- **WHAT IS BEING ASKED**:
Write the material out again exactly as it stands.

──────── DATA SHOWN

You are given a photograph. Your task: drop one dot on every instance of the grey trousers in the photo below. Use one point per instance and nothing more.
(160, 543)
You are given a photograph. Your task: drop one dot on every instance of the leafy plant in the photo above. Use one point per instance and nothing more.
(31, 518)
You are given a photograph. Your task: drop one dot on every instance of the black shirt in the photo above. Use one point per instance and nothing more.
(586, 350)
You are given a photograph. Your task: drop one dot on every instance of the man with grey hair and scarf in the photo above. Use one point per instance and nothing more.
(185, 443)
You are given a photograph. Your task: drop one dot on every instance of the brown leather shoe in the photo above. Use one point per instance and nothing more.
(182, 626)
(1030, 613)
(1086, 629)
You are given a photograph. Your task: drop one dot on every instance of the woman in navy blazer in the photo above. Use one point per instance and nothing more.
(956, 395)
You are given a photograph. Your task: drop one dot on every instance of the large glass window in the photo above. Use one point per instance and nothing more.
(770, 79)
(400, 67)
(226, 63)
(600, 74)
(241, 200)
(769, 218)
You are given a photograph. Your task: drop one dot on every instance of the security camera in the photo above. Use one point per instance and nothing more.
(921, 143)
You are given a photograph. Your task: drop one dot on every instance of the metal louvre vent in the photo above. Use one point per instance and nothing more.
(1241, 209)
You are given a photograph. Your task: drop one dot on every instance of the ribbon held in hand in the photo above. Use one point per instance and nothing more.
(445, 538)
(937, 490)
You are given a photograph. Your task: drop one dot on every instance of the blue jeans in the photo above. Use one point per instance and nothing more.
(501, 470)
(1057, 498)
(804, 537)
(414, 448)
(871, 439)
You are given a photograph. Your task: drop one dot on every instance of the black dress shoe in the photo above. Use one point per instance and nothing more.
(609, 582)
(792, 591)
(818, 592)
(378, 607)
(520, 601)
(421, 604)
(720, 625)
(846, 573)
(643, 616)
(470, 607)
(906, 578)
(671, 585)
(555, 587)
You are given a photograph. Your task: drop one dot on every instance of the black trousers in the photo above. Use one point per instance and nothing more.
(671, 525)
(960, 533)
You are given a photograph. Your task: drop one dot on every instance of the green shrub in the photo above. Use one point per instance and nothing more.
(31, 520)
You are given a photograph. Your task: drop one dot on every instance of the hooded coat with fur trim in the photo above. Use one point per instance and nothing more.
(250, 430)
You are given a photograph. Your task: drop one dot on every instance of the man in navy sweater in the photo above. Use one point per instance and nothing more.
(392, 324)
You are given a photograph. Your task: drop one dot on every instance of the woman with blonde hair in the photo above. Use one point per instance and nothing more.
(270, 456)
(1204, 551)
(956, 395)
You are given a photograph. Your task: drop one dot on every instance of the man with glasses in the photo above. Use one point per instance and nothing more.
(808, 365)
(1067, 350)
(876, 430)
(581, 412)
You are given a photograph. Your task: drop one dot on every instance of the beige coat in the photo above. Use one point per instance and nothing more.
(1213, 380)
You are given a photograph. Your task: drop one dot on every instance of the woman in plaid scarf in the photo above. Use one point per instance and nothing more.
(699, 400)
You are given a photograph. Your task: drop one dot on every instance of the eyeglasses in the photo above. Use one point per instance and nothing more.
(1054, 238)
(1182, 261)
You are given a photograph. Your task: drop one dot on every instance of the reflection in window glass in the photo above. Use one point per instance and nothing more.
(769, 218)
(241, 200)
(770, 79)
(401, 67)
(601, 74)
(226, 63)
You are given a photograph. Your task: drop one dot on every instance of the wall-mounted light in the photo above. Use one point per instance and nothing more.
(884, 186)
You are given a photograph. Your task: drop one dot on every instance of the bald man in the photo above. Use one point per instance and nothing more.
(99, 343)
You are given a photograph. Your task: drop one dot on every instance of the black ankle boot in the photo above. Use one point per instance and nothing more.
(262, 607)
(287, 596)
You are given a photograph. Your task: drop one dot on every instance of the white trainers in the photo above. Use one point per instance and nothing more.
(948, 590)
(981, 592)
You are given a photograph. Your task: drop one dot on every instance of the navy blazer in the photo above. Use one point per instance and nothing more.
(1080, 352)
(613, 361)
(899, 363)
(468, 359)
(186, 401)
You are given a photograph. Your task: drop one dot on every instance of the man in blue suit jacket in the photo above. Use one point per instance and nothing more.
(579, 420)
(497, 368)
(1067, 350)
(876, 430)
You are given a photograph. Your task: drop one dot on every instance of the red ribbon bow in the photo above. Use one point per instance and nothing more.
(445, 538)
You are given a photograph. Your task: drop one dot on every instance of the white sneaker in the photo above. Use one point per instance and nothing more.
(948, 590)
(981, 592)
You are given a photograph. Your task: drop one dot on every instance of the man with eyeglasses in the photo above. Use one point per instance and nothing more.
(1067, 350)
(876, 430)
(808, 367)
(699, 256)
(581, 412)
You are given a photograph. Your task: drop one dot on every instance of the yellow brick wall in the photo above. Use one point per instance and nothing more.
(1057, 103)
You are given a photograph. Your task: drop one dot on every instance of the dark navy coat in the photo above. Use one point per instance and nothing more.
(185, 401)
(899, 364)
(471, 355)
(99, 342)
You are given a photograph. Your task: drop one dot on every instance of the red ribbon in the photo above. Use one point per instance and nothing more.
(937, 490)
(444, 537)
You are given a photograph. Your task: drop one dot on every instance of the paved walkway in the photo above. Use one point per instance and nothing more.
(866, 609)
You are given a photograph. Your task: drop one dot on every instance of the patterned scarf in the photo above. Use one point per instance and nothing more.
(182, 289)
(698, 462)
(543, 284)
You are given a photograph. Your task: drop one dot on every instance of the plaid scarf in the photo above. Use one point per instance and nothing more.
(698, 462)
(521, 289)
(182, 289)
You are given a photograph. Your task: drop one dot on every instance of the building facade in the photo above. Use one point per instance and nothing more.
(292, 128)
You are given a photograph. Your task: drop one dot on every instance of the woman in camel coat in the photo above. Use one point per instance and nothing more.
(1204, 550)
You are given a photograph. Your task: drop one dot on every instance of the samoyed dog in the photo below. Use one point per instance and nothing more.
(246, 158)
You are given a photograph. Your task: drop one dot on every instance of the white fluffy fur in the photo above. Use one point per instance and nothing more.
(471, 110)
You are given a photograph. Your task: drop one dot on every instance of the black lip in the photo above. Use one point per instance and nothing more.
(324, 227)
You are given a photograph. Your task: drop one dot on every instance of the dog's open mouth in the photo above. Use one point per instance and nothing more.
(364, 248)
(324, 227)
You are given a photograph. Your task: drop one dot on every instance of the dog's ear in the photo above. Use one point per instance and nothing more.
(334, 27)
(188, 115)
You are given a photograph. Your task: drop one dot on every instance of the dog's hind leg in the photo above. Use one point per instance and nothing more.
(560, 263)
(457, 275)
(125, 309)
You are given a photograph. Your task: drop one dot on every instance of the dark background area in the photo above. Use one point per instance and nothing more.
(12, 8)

────────────────

- **SOLVED PROBLEM**:
You are given a photograph. Your task: drop one dot on every instance of the grey trousers in the photo below. Use one point per instance and nothing more.
(160, 543)
You are given a photograph. Your task: drop one dot on every instance of the leafy plant in the photo above. Use one point per instance and nothing more.
(31, 518)
You are given a photograph. Your task: drop one dot on every instance of the black shirt in the photo above. Use one point per instance and nothing more.
(586, 350)
You are given a photograph. Your task: drop one dot on every instance of the man with grey hair and scarf in the photo above. Use one point per instance and nothing more.
(185, 443)
You are given a photograph. Your task: drop one dot on every instance of the brown leather shoe in the photo above. Use one point per instance and nothing more.
(182, 626)
(1030, 613)
(1086, 629)
You are given a photograph. Your task: drop one dot on every instance of the woman in navy blazer in the photo above. Use one point per instance and nothing more.
(956, 395)
You are given a photograph. Your task: drop one dot on every instance of the large glass window in the photo above. Use one point per instance and nothing more.
(770, 79)
(400, 67)
(226, 63)
(600, 74)
(241, 200)
(769, 218)
You are given a photograph. Your task: drop one dot on every instance of the security camera in the photo above. Use one point per instance and nothing more.
(921, 143)
You are given a photograph. Your task: drop one dot on every instance of the metal louvre vent in the photo above. Use one point per instance and nothing more.
(1241, 209)
You are given a photograph. Your task: drop one dot on every instance of the ribbon held in hand in the photo above. Use one point per instance and nothing more.
(445, 538)
(937, 490)
You are given a photograph. Your task: drop one dot on every instance of the blue jeans in the photo above. Use one point per instance and nothing more.
(501, 470)
(1057, 498)
(804, 537)
(414, 448)
(871, 439)
You are given a photograph. Your task: drop one dot on every instance of the black dress shoe in the photo above. Use one point per instance and nothing more.
(609, 582)
(792, 591)
(818, 592)
(378, 607)
(520, 601)
(421, 604)
(720, 625)
(846, 573)
(643, 616)
(470, 607)
(906, 578)
(671, 585)
(555, 587)
You are given a photograph. Your task: drop one dot on every instance of the black trousers in the photo above. Use one point per instance and nothing more.
(671, 525)
(960, 533)
You are given a photograph. Your task: drop one dot on every instance of the green shrub in the photo above. Use one point per instance and nothing more.
(31, 520)
You are given a photograph. Your task: drop one dot on every instance of the hooded coat with fur trim in the photo above. Use one point per instance and nothing more.
(250, 430)
You are given a photograph. Your task: drop one dot on every instance of the man in navy sweater in the photo above. Use one point per instance and nothing more.
(392, 324)
You are given a photograph. Your task: drop one dot on every instance of the woman with blonde hair in the photo above. Use one point per instance and nothing more.
(270, 456)
(1204, 551)
(956, 395)
You are given a photograph. Your task: drop one dot on every instance of the man with glasses in the photo above. Use one point per instance and nothing more.
(808, 365)
(1067, 350)
(876, 430)
(581, 412)
You are given a photograph. Your task: drop one dot on every instance of the beige coat in the photo above. Use one point per instance and nothing more.
(1213, 380)
You are given a photograph. Your task: drop one dot on every instance of the woman in plaid scarf in the photo above. Use one point per instance and nothing more.
(699, 400)
You are given a photograph. Your task: drop one dot on every instance of the eyeglasses in the photo above. Use one point per instance and nothing more.
(1054, 238)
(1182, 261)
You are given a photograph. Your task: drop one dot on every instance of the reflection in window glass in the photo above. Use one point per instance and nothing more.
(769, 218)
(241, 200)
(770, 79)
(401, 67)
(601, 74)
(226, 63)
You are given a photograph. Your task: drop one dot on every instance of the wall-mounted light in the photo above. Use one point per instance and nothing more.
(884, 186)
You are given a photograph. Your task: drop one dot on every instance of the bald man in the photo above. Use one point per instance and nothing more.
(99, 343)
You are given a photograph. Your task: drop one dot on every instance of the black ankle boot in the photo above. Use one point per instance and nothing more.
(262, 607)
(287, 596)
You are given a photograph. Your task: drop one dot on every instance of the white trainers in the photo above. Use one point per instance and nothing more.
(948, 590)
(981, 592)
You are given a photograph. Your task: drop one dot on every instance of the navy blazer in the photo above. Use one point per instance and nothing more.
(1080, 352)
(613, 361)
(899, 363)
(468, 359)
(186, 401)
You are given a photograph. Your task: drop one dot on every instance of the man in blue suit jacket in the photo above. Use one point per instance and nothing more.
(579, 420)
(497, 368)
(1067, 350)
(876, 430)
You are given a photograph. Your task: drop one dot on every instance of the red ribbon bow in the photo above. Use one point per instance and nothing more.
(445, 538)
You are given a photograph. Your task: drop one dot on every instance of the white sneaker in the photo above. Use one point per instance and nothing more.
(948, 590)
(981, 592)
You are given a photograph. Your task: drop one dot on every instance of the man with eyeglasses in the photo above. Use one point per instance and nothing more.
(1067, 350)
(876, 430)
(808, 367)
(699, 256)
(581, 412)
You are given a photograph. Your task: drop one dot on every instance of the yellow brick wall in the photo above. Use one point per instance and nothing more.
(1057, 103)
You are given a photograph. Your task: drop one dot on every instance of the dark navy coat in the photo above. Use one point per instance and nothing more.
(185, 401)
(899, 364)
(471, 355)
(99, 342)
You are given a photograph. Your task: drop one dot on every instance of the red ribbon in the photo above. Use one point per instance and nothing more.
(937, 490)
(444, 537)
You are given a photograph. Your task: drop one dot on every instance of the paved walkway in the photo above. Use one point per instance and nothing more.
(866, 609)
You are given a photograph. Your task: drop one dot on every instance of the patterned scarf in the photo above. Use one point per instance and nothing more.
(182, 289)
(698, 462)
(543, 284)
You are given a photograph. Your task: drop one dot on every instance of the plaid scarf in the photo above. Use one point per instance and nothing more.
(698, 462)
(521, 289)
(182, 289)
You are given a photograph. Your task: drop one dot on every instance of the building facade in the photo above. Use one point per instance and nothing more.
(292, 128)
You are given a photograph. Your task: drop one dot on every instance of the woman in camel coat in the photo above. Use one point per instance and nothing more.
(1204, 550)
You are given a photograph. Your task: drop one dot on every instance of the samoyed dog in the photo below. Use one point per instance and nothing more.
(246, 158)
You are given a photograph. Your task: drop one dot on every instance of the white fluffy fur in the photo above. Use one point per instance and nothing more.
(471, 110)
You are given a photograph. Your task: drop one dot on every instance of the black lip in the photo above. Use one point per instance and nothing more.
(324, 227)
You are given a photograph. Your task: drop one dot on every instance of the dog's open mouth in the photo above. Use one point per instance and nothing more.
(364, 248)
(324, 227)
You are given a photograph. Your task: drop one dot on every instance of the dog's ear in the photo above. Use one point per instance and nothing more.
(334, 27)
(188, 115)
You are given a photograph. Your task: drop one dot on every instance of the dog's hind leg in the photo above. Use one point per instance and nothing more.
(560, 263)
(457, 275)
(125, 309)
You are given a photograph. Your task: drop one dot on every instance of the dark background area in the photo above. Use one point per instance and nothing more.
(12, 8)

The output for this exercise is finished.